[[ SOURCE MATERIAL open ]]

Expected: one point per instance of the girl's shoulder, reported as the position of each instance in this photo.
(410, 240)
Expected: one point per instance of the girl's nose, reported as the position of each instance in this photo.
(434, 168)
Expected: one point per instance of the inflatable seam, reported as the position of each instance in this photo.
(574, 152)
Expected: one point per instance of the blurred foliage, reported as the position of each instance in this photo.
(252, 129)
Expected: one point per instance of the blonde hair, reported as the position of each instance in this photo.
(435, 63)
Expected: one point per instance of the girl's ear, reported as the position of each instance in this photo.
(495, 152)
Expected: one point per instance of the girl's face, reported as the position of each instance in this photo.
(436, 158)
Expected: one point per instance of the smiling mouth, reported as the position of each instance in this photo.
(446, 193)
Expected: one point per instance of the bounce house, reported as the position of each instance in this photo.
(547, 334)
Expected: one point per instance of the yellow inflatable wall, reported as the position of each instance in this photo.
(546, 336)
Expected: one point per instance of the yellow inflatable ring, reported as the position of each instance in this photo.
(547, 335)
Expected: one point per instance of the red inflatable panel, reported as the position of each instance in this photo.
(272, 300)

[[ SOURCE MATERIAL closed ]]

Restating all of the data exactly is the whole task.

Expected: one point per instance of the girl's shoulder, reported as the position of each instance in this photo.
(410, 240)
Expected: one point per instance of the girl's nose, reported as the position of each instance in this photo.
(434, 168)
Expected: one point per instance of the inflatable seam, reported as the position of each instance in this photo.
(574, 152)
Expected: one point per instance of the blurred foliage, reported as the position of each instance in this photo.
(252, 129)
Expected: one point per instance of the blonde hair, reported as the position of each instance in this photo.
(435, 63)
Expected: one point per instance of the girl's ear, reported as the position of each instance in this photo.
(495, 152)
Expected: one point per instance of the girl's face, reported as the position of each instance in this photo.
(436, 158)
Expected: one point per instance of the smiling mouth, reported as the position of each instance in this photo.
(446, 193)
Expected: one point per instance of the bounce house, reported as the position of each instance in this photo.
(547, 334)
Expected: one point per instance of the yellow inflatable wall, reported as the position of each instance in this photo.
(546, 336)
Expected: one point per instance of the yellow inflatable ring, reported as the position of each instance in this photo.
(547, 335)
Expected: one point per instance of the red inflatable panel, reported as the position of each instance in this photo.
(272, 300)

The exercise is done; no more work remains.